-------- Listing --------

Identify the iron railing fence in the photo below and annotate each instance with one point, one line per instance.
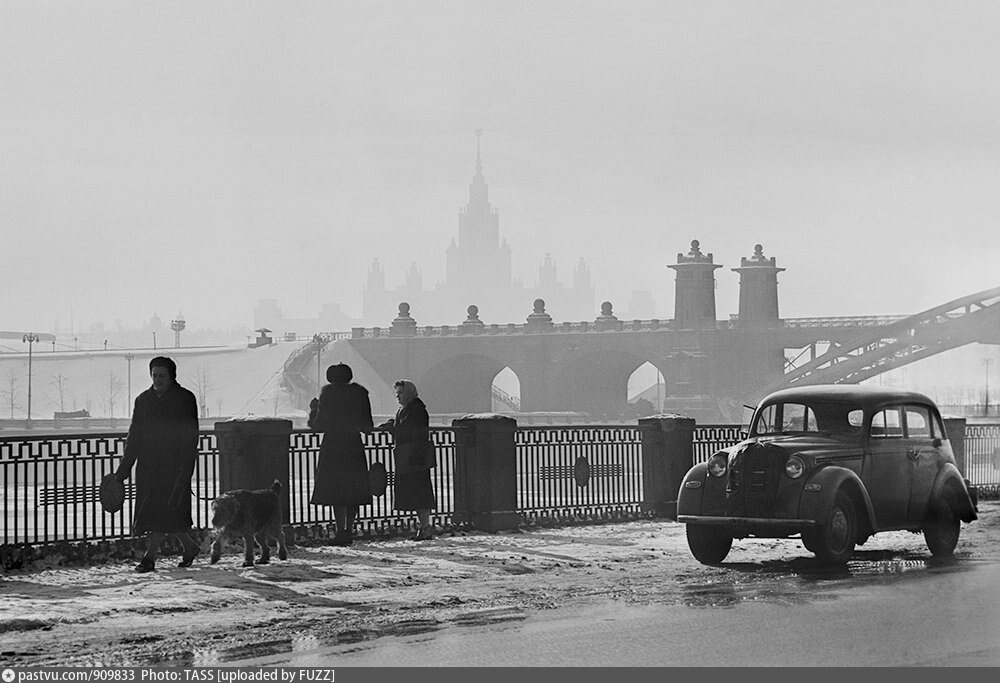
(982, 457)
(50, 482)
(709, 439)
(578, 472)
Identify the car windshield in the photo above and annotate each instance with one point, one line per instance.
(796, 417)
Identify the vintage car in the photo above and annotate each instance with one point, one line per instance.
(834, 465)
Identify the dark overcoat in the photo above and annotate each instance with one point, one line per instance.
(412, 451)
(343, 414)
(162, 443)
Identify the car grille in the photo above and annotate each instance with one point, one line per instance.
(754, 474)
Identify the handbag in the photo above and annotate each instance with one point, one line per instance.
(378, 479)
(112, 493)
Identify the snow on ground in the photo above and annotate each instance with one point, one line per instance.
(228, 381)
(211, 615)
(234, 380)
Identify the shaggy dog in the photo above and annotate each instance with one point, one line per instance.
(252, 515)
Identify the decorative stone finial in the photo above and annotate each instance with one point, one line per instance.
(758, 259)
(539, 320)
(695, 255)
(473, 323)
(403, 325)
(607, 320)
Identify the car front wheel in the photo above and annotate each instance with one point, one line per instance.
(708, 544)
(834, 539)
(941, 529)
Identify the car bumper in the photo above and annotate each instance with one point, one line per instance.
(756, 522)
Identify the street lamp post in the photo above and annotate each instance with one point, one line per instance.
(318, 339)
(31, 338)
(987, 362)
(129, 357)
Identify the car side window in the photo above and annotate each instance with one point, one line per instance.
(918, 422)
(938, 427)
(796, 417)
(765, 421)
(887, 424)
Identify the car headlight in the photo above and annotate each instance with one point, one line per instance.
(717, 464)
(794, 467)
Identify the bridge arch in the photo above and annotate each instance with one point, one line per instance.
(460, 384)
(970, 319)
(646, 383)
(596, 382)
(506, 392)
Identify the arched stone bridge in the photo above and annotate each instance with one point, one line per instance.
(710, 371)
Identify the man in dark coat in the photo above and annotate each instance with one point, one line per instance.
(413, 457)
(163, 444)
(343, 412)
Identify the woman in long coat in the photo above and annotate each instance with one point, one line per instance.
(343, 413)
(162, 443)
(413, 457)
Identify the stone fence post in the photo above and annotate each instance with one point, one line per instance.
(955, 428)
(253, 452)
(486, 472)
(667, 455)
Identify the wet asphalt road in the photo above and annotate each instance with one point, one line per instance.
(878, 612)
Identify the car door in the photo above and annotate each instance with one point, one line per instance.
(924, 438)
(889, 481)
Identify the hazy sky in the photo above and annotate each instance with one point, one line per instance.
(197, 156)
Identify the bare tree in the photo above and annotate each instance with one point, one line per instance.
(11, 390)
(59, 381)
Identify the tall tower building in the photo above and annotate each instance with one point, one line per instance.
(478, 264)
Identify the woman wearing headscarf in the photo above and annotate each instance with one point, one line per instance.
(162, 443)
(343, 413)
(413, 457)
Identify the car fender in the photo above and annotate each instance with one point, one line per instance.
(949, 476)
(820, 489)
(689, 496)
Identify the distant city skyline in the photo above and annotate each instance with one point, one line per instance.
(149, 163)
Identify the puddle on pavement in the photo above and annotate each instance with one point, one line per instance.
(222, 656)
(798, 582)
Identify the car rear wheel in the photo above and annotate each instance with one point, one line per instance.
(834, 539)
(941, 529)
(709, 544)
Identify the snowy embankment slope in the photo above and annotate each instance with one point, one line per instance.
(230, 381)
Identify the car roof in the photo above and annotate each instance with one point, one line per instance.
(864, 395)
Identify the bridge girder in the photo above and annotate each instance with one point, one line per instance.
(970, 319)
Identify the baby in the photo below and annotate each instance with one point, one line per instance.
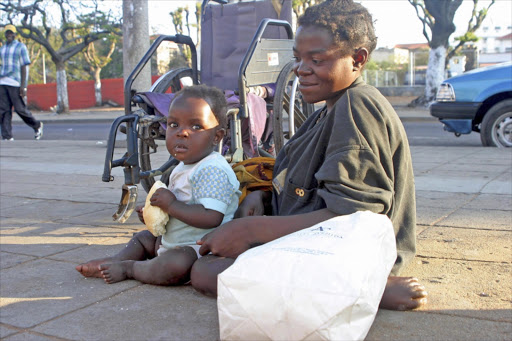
(203, 193)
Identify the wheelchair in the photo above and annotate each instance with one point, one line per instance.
(267, 62)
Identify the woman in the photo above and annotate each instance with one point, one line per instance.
(349, 156)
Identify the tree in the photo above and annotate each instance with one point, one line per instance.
(477, 17)
(76, 32)
(437, 19)
(97, 63)
(177, 20)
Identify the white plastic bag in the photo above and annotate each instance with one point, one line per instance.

--------

▶ [What the task asks] Update the listing above by replacing every "annotate" with "mark" and leaving all other text unchanged. Omit the pictures from your output.

▶ [Correct output]
Identify the iron railing fence in the photo below and mark each instance with one point, one line per instance.
(982, 457)
(50, 482)
(709, 439)
(578, 472)
Identify the car windshield in the photo above and mark each instance with one point, one line per instance.
(796, 417)
Identify the vintage car in the photo above and mark each instance with one point, one line per instance.
(834, 465)
Identify the dark overcoat in the photo above and mark each instance with one point, one line per instance.
(412, 451)
(343, 414)
(162, 443)
Identify the car grille in the photo above and mark each instance with one point, one line per instance.
(754, 474)
Identify the handbag in the photo above and mark each instance with one point, one line per instance.
(378, 479)
(112, 493)
Identify the snow on ground in the photo above and mark each instance with one point, one line per instance.
(228, 381)
(211, 615)
(234, 380)
Identify the shaggy dog in the photo above and mark each instance with one point, one line per instance.
(252, 515)
Identify the decorative stone finial in the photo above and mark each instance with one point, one line per instance.
(758, 259)
(539, 320)
(695, 255)
(473, 323)
(403, 325)
(607, 320)
Identify the car front wheel in the photo above and mark each instance with one point, one line per instance.
(708, 544)
(834, 539)
(941, 529)
Identify the car bumper in the photo above and mark each instance with one point, one line per instance.
(756, 522)
Identify the street lamp post in the photo above and mark each instance with one point, one line per instance.
(318, 339)
(31, 338)
(987, 362)
(129, 357)
Identify the car side window in the photo above and mark each instance with one point, one line per instance.
(918, 422)
(938, 427)
(796, 417)
(765, 421)
(887, 424)
Identify the car headlight in the photo above and mark each instance with one point, one line per instance.
(717, 464)
(794, 467)
Identify the bridge arch in the photo above and mark each instance with one point, one line per instance.
(460, 384)
(970, 319)
(646, 383)
(596, 382)
(506, 392)
Identify the arched stone bridge in the photo above and mark each instance with one point, one line per instance.
(710, 371)
Identify the man in dark coat in the photo above and mark each instance with one point, one line per instance.
(413, 457)
(163, 444)
(343, 412)
Identify the woman in long coat in the photo above and mark each instance with one point, one line per instance.
(343, 413)
(162, 443)
(413, 457)
Identify the stone fence post in the photo above and mark each instance with one point, one line per instance.
(955, 428)
(253, 452)
(486, 472)
(667, 455)
Identify the wet asphalt road in the photo above and mark each instance with one point, one line per instance.
(878, 612)
Identify the car door in the photo above and mark each instance with one point, one line per instance.
(924, 438)
(889, 481)
Identify the hazy sky in the photo above and mark each instance with one point, one line per instance.
(197, 156)
Identify the bare tree in the photo above and mark each instance with one point, one line per instance.
(11, 390)
(59, 381)
Identify the tall tower building in the photo above and mark each instance with one point, one line per instance.
(478, 264)
Identify the woman wearing headscarf in the photo above and mark each instance with one point, one line per instance.
(162, 443)
(343, 413)
(413, 457)
Identify the car fender in the photo above and mark each instance with one point, one line per instance.
(949, 476)
(820, 489)
(689, 496)
Identify the distant city skyline in the photo above and mark each instance with one point, one line per instance.
(149, 163)
Identify the puddle on pavement in the photo above and mark each instance with one point, one line per instance.
(222, 656)
(798, 582)
Identify the car rear wheel in the photo above and mark each instance with one point, one line per instance.
(834, 539)
(941, 529)
(709, 544)
Identify the snowy embankment slope in the photo above and mark each instance with one point, one line per instance.
(230, 381)
Identify the car roof in the photo above and mark each instance with one point, one line per instance.
(864, 395)
Identify the bridge girder in the photo above and mark each instance with one point, one line per instance.
(970, 319)
Identify the baby in the photo below and mark each instance with one point, one line per instance.
(203, 193)
Identify the wheelchair in the photo above and mark each instance with one point, one line per instance.
(267, 62)
Identify the woman in the photo above and mark each instance with one point, one line per instance.
(349, 156)
Identify the tree in the photo above and mark each instance with one point, one line per instance.
(477, 17)
(76, 32)
(437, 19)
(97, 63)
(177, 20)
Identify the white plastic bag in the photo above and mark each instance with one point, one line per instance.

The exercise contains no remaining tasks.